======== TEXT TO READ ========

On another note, in order to really let the material you read sink in, write a 1 page summary of every section of the work you read. Summarizing on paper solidifies your thinking about the subject matter especially if this is your first read through on a systemtic.


----------



## RamistThomist (Nov 5, 2016)

C. Matthew McMahon said:


> On another note, in order to really let the material you read sink in, write a 1 page summary of every section of the work you read. Summarizing on paper solidifies your thinking about the subject matter especially if this is your first read through on a systemtic.



That's the most important thing I've ever done in reading, except I do more of an analytical outline of each section


----------



## RamistThomist (Nov 5, 2016)

ReformedReidian said:


> C. Matthew McMahon said:
> 
> 
> > On another note, in order to really let the material you read sink in, write a 1 page summary of every section of the work you read. Summarizing on paper solidifies your thinking about the subject matter especially if this is your first read through on a systemtic.
> ...



I've also found it helpful to do this on google drives. That lets me call together anyting I've written by search words.


----------



## monoergon (Nov 5, 2016)

C. Matthew McMahon said:


> On another note, in order to really let the material you read sink in, write a 1 page summary of every section of the work you read. Summarizing on paper solidifies your thinking about the subject matter especially if this is your first read through on a systemtic.



Good advice; I'll do that.


----------



## TheOldCourse (Nov 6, 2016)

Reformed Covenanter said:


> Dachaser said:
> 
> 
> > Dr Horton would be a nice Theology for you also....
> ...



Yeah, I don't mind most of the content but I can't stand the format. One important part of studying a systematic theology is learning to think systematically and I don't think his does a good job of that. But then again, that may not be his intent.

========

WORK TO DO.
a – From the forum thread on reading systematic theology, repeat word for word the part that opens with the words containing "I've also found" and closes with "monoergon (Nov 5, 2016)".
b – In the forum thread on reading systematic theology, what does RamistThomist write instead of a one-page summary of each section?

======== INFORMATION SUPPLIED ========

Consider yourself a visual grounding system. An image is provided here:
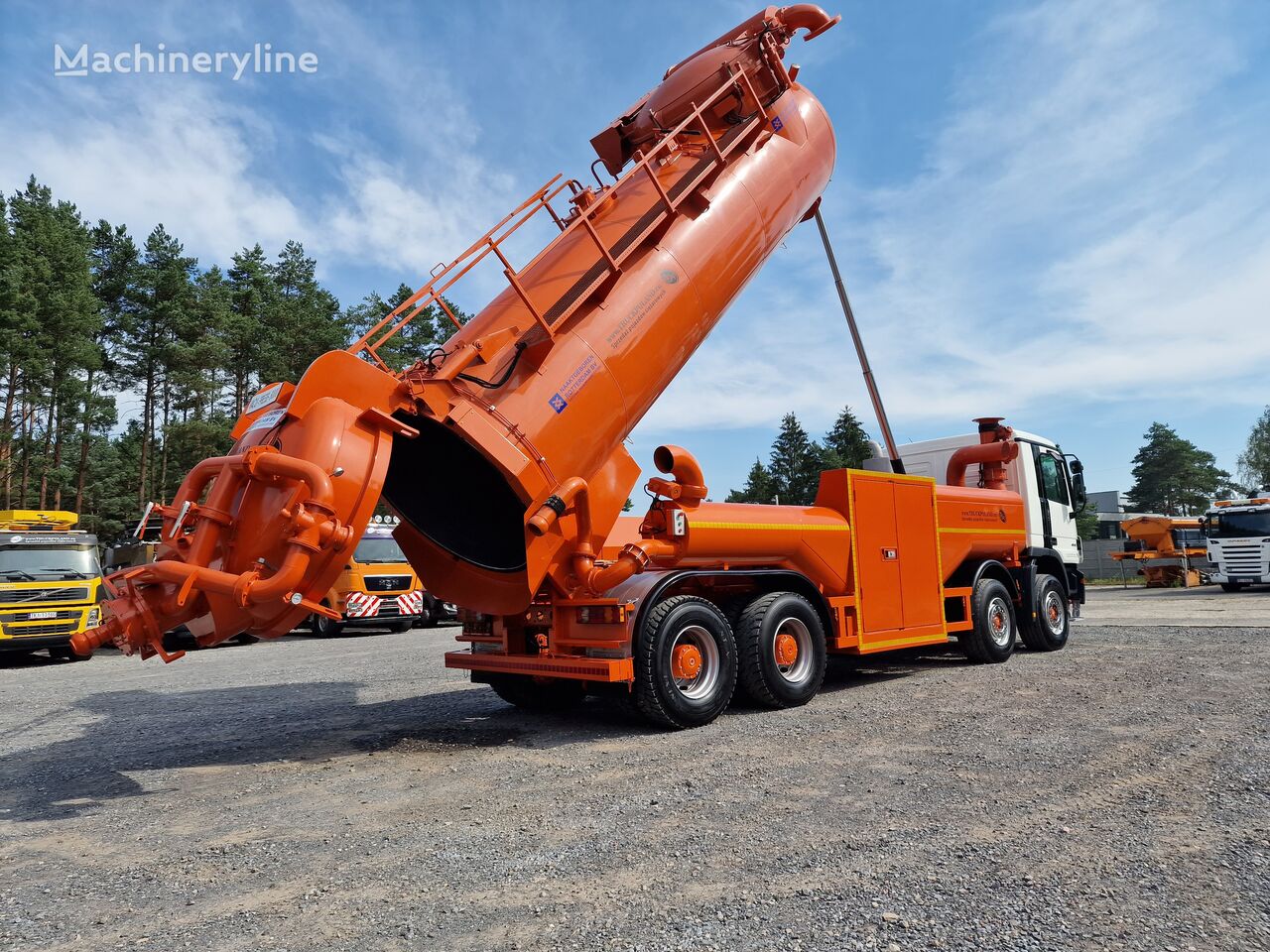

========

SOLUTIONS TO THE TASKS.
a –
I've also found it helpful to do this on google drives. That lets me call together anyting I've written by search words.


----------



## monoergon (Nov 5, 2016)

b – An analytical outline of each section.